**What you will do:** Every record must be given again word for word; no picture belongs in the copy.

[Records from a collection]
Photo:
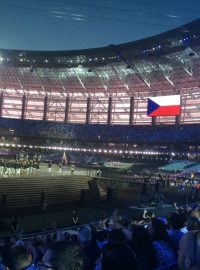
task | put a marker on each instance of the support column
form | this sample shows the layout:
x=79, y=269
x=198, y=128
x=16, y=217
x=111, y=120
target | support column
x=45, y=108
x=131, y=111
x=23, y=107
x=1, y=103
x=88, y=110
x=109, y=111
x=66, y=120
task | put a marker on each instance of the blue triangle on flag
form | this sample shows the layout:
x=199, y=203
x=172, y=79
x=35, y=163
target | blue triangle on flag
x=152, y=106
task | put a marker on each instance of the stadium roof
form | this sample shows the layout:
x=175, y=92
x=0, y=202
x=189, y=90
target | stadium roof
x=165, y=43
x=165, y=64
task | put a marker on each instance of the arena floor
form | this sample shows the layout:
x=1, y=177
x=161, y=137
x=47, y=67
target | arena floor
x=31, y=219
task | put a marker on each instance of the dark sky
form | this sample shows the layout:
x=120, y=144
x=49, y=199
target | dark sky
x=80, y=24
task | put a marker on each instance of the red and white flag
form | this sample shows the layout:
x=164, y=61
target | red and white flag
x=164, y=106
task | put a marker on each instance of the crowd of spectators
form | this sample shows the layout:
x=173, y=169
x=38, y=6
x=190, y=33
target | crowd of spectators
x=162, y=242
x=97, y=132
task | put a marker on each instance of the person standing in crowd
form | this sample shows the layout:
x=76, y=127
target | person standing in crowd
x=75, y=217
x=4, y=199
x=60, y=168
x=18, y=258
x=14, y=225
x=72, y=169
x=189, y=250
x=49, y=166
x=42, y=198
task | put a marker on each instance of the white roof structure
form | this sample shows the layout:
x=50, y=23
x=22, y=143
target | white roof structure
x=165, y=64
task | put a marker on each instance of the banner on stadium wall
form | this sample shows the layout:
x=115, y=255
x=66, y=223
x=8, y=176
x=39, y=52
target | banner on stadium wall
x=164, y=106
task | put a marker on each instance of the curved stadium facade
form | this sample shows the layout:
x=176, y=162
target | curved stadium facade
x=107, y=85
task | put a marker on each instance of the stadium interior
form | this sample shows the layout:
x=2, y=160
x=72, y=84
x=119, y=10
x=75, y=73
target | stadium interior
x=76, y=143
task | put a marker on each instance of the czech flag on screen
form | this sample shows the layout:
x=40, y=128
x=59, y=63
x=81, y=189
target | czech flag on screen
x=164, y=106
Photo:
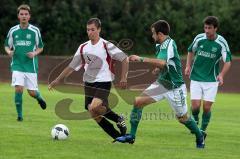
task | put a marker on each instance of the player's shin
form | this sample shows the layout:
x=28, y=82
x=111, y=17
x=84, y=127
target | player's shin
x=18, y=103
x=195, y=113
x=135, y=118
x=205, y=120
x=191, y=125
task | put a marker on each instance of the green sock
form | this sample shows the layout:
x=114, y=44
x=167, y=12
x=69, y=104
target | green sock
x=192, y=126
x=205, y=120
x=37, y=96
x=18, y=103
x=195, y=114
x=135, y=118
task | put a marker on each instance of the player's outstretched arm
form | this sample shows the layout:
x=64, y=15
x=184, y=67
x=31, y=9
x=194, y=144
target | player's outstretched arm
x=156, y=62
x=66, y=72
x=188, y=64
x=125, y=65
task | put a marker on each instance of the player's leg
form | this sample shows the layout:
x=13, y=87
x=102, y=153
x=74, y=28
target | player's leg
x=102, y=92
x=196, y=96
x=210, y=92
x=178, y=102
x=135, y=118
x=152, y=94
x=94, y=106
x=97, y=110
x=18, y=83
x=32, y=87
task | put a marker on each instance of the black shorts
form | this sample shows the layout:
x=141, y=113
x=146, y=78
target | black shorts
x=99, y=90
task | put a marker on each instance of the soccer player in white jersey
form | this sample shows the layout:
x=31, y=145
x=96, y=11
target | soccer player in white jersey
x=23, y=44
x=95, y=56
x=169, y=84
x=207, y=49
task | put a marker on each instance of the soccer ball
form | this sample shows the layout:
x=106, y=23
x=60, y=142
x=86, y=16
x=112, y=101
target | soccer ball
x=60, y=132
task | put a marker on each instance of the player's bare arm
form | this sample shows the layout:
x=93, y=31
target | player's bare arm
x=225, y=69
x=188, y=64
x=156, y=62
x=66, y=72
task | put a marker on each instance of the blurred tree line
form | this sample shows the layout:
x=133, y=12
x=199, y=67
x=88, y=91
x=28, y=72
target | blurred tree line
x=63, y=22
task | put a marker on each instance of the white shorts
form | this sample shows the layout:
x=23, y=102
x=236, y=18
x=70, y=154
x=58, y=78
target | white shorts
x=175, y=97
x=203, y=90
x=28, y=80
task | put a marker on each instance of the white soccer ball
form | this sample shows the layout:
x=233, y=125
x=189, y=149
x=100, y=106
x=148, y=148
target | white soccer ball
x=60, y=132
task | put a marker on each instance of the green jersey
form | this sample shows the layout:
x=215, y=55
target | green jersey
x=171, y=75
x=23, y=41
x=208, y=54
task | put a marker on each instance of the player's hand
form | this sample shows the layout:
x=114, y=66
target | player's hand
x=220, y=79
x=123, y=83
x=52, y=84
x=10, y=53
x=134, y=58
x=31, y=54
x=156, y=71
x=187, y=71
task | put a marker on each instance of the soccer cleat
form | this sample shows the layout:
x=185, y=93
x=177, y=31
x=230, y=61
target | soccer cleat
x=122, y=125
x=42, y=103
x=200, y=143
x=19, y=119
x=128, y=138
x=204, y=134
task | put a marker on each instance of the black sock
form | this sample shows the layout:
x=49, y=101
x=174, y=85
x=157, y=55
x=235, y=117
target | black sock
x=112, y=116
x=109, y=128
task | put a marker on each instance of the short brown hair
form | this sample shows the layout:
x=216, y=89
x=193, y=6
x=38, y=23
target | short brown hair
x=24, y=7
x=161, y=26
x=95, y=21
x=211, y=20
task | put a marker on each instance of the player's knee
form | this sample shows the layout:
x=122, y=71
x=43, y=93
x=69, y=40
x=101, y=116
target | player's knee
x=182, y=119
x=138, y=103
x=18, y=89
x=32, y=93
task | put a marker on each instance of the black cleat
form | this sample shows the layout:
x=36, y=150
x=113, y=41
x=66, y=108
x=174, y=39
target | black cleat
x=19, y=119
x=122, y=125
x=42, y=103
x=128, y=138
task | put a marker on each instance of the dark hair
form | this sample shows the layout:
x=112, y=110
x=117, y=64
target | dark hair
x=161, y=26
x=211, y=20
x=95, y=21
x=24, y=7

**Reply to the exercise:**
Photo:
task | put a marker on each instance of the support column
form | this sample shows the layout:
x=79, y=269
x=198, y=128
x=16, y=217
x=111, y=120
target | support column
x=45, y=108
x=131, y=111
x=23, y=107
x=1, y=103
x=88, y=110
x=109, y=111
x=66, y=120
task | put a marker on each instance of the blue triangle on flag
form | this sample shows the layout:
x=199, y=203
x=172, y=79
x=35, y=163
target | blue triangle on flag
x=152, y=106
task | put a marker on each instance of the stadium roof
form | this sample shows the layout:
x=175, y=92
x=0, y=202
x=189, y=90
target | stadium roof
x=165, y=43
x=165, y=64
task | put a marker on each instance of the arena floor
form | this sample shows the layout:
x=1, y=177
x=161, y=137
x=47, y=67
target | arena floor
x=31, y=219
task | put a marker on each instance of the dark sky
form | this sample shows the layout:
x=120, y=144
x=49, y=199
target | dark sky
x=80, y=24
task | put a marker on each instance of the red and white flag
form | this sample shows the layout:
x=164, y=61
target | red and white flag
x=164, y=106
task | put a marker on each instance of the crowd of spectators
form | this sample shows the layout:
x=173, y=169
x=38, y=6
x=190, y=33
target | crowd of spectators
x=162, y=242
x=97, y=132
task | put a marker on each instance of the person standing in crowd
form | this sample shows the layout:
x=76, y=127
target | person standing in crowd
x=75, y=217
x=4, y=199
x=60, y=168
x=18, y=258
x=14, y=225
x=72, y=169
x=189, y=250
x=49, y=166
x=42, y=198
task | put a marker on each instance of the white roof structure
form | this sample shows the layout:
x=50, y=23
x=22, y=143
target | white roof structure
x=165, y=64
task | put a marker on each instance of the banner on stadium wall
form | this sample shows the layout:
x=115, y=255
x=66, y=223
x=8, y=176
x=39, y=52
target | banner on stadium wall
x=164, y=106
task | put a marker on each instance of the curved stadium facade
form | this sample shows the layout:
x=176, y=162
target | curved stadium facade
x=107, y=85
task | put a marker on each instance of the stadium interior
form | this sample shows the layout:
x=2, y=160
x=72, y=84
x=119, y=10
x=75, y=73
target | stadium interior
x=76, y=143
task | put a marker on each instance of the czech flag on screen
form | this sample shows the layout:
x=40, y=128
x=59, y=63
x=81, y=189
target | czech flag on screen
x=164, y=106
Photo:
task | put a marker on each instance of the player's shin
form | this sample shows the layout:
x=28, y=82
x=111, y=17
x=84, y=127
target | player's shin
x=18, y=103
x=195, y=113
x=135, y=118
x=205, y=120
x=191, y=125
task | put a marker on each instance of the green sock
form | this sample shows the layout:
x=114, y=44
x=167, y=12
x=69, y=104
target | green sock
x=192, y=126
x=205, y=120
x=37, y=96
x=18, y=103
x=195, y=114
x=135, y=118
task | put a marker on each instance of the player's outstretched arm
form | this sample shows the layout:
x=64, y=15
x=184, y=67
x=31, y=9
x=194, y=144
target | player's outstretched arm
x=156, y=62
x=66, y=72
x=188, y=64
x=125, y=65
task | put a marker on each instance of the player's leg
form | this sample shows the layout:
x=13, y=87
x=102, y=153
x=74, y=28
target | player's leg
x=102, y=92
x=196, y=96
x=210, y=92
x=178, y=102
x=135, y=118
x=152, y=94
x=94, y=106
x=97, y=110
x=18, y=83
x=32, y=87
task | put a marker on each instance of the black shorts
form | this sample shows the layout:
x=141, y=113
x=146, y=78
target | black shorts
x=99, y=90
task | put a marker on each instance of the soccer player in white jersey
form | this sample shows the layout:
x=31, y=145
x=96, y=11
target | soccer player in white jersey
x=23, y=44
x=95, y=56
x=169, y=84
x=207, y=49
task | put a marker on each instance of the soccer ball
form | this sample shows the layout:
x=106, y=23
x=60, y=142
x=86, y=16
x=112, y=101
target | soccer ball
x=60, y=132
task | put a marker on each instance of the player's bare arm
form | this sample shows the layout:
x=93, y=31
target | player's bare arm
x=225, y=69
x=188, y=64
x=156, y=62
x=66, y=72
task | put a marker on each instance of the blurred tree line
form | this sample shows the layout:
x=133, y=12
x=199, y=67
x=88, y=91
x=28, y=72
target | blurred tree line
x=63, y=22
task | put a marker on each instance of the white shorts
form | this sample shows the layout:
x=23, y=102
x=236, y=18
x=70, y=154
x=58, y=78
target | white shorts
x=175, y=97
x=203, y=90
x=28, y=80
task | put a marker on each instance of the white soccer ball
form | this sample shows the layout:
x=233, y=125
x=189, y=149
x=100, y=106
x=148, y=148
target | white soccer ball
x=60, y=132
task | put a marker on each instance of the green jersey
form | this sample shows the layout:
x=215, y=55
target | green jersey
x=171, y=75
x=23, y=41
x=208, y=54
task | put a marker on each instance of the player's hand
form | this sample shows the layout:
x=114, y=66
target | player's hand
x=220, y=79
x=123, y=83
x=52, y=84
x=10, y=53
x=134, y=58
x=31, y=54
x=156, y=71
x=187, y=71
task | put a marker on each instance of the soccer cleat
form | this sample shows the layout:
x=185, y=93
x=177, y=31
x=230, y=61
target | soccer cleat
x=122, y=125
x=42, y=103
x=200, y=143
x=19, y=119
x=128, y=138
x=204, y=134
task | put a marker on each instance of the black sock
form | this sample shows the layout:
x=49, y=101
x=174, y=85
x=157, y=55
x=235, y=117
target | black sock
x=112, y=116
x=109, y=128
task | put a marker on each instance of the short brown hair
form | this sample shows the layout:
x=216, y=89
x=193, y=6
x=38, y=23
target | short brown hair
x=24, y=7
x=161, y=26
x=95, y=21
x=211, y=20
task | put a marker on each instance of the player's knee
form | this sample shows the layout:
x=122, y=71
x=43, y=93
x=69, y=40
x=101, y=116
target | player's knee
x=182, y=119
x=138, y=103
x=18, y=89
x=32, y=93
task | put a marker on each instance of the black cleat
form | this sample shows the layout:
x=36, y=150
x=113, y=41
x=66, y=108
x=174, y=39
target | black cleat
x=19, y=119
x=122, y=125
x=42, y=103
x=128, y=138
task | put a marker on each instance of the dark hair
form | this sample shows the layout:
x=112, y=110
x=117, y=64
target | dark hair
x=161, y=26
x=211, y=20
x=95, y=21
x=24, y=7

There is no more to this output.